YOUR TASK - Pull out every line in the entries below that contains the word "slope", and list those lines.

DATA SUPPLIED -

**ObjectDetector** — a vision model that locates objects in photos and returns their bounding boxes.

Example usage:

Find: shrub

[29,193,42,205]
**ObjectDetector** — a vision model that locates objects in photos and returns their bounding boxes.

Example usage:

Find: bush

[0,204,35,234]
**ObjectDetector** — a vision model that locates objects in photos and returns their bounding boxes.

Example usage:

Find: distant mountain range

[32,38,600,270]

--

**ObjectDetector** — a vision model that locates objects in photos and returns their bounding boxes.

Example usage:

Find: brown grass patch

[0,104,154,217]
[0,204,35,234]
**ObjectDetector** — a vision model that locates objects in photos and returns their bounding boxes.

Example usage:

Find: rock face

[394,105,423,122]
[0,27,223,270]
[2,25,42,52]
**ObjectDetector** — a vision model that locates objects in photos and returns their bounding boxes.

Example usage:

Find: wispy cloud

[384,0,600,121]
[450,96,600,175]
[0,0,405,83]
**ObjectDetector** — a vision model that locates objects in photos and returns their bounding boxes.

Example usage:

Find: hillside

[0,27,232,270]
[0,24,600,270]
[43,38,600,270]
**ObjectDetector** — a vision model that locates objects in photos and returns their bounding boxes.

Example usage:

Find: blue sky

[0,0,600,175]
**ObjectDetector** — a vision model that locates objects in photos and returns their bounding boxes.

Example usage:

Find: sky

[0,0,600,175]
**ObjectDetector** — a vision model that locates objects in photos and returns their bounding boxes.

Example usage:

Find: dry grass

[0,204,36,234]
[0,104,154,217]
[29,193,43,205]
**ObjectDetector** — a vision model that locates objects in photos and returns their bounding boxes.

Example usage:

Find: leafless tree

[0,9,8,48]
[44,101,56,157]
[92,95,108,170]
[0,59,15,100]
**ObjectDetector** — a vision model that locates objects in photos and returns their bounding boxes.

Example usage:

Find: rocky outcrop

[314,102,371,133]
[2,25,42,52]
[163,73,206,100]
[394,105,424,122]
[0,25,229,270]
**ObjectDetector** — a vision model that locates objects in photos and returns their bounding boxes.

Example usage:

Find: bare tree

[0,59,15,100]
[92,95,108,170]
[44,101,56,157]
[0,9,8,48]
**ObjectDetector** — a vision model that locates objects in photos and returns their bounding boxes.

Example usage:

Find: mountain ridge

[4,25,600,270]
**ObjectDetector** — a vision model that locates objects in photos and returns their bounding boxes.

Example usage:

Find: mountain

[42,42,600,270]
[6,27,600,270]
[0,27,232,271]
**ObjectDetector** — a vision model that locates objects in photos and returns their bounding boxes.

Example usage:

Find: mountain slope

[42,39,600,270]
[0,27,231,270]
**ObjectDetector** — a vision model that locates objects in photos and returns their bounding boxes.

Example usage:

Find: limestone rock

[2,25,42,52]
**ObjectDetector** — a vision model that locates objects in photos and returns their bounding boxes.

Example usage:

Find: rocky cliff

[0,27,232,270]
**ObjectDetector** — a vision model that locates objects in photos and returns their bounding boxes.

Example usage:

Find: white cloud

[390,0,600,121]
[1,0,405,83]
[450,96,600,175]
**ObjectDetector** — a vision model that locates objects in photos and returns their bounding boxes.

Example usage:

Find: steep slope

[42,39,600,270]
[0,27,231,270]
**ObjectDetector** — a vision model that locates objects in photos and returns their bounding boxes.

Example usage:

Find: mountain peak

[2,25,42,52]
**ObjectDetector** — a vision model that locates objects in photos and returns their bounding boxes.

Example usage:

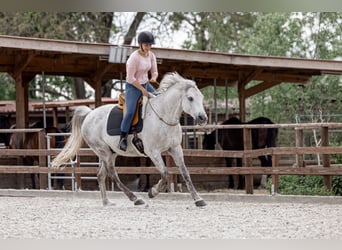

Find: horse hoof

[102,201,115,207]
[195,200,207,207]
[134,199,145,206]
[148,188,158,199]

CORRECT ANSWER -
Find: mountain slope
Find: steep slope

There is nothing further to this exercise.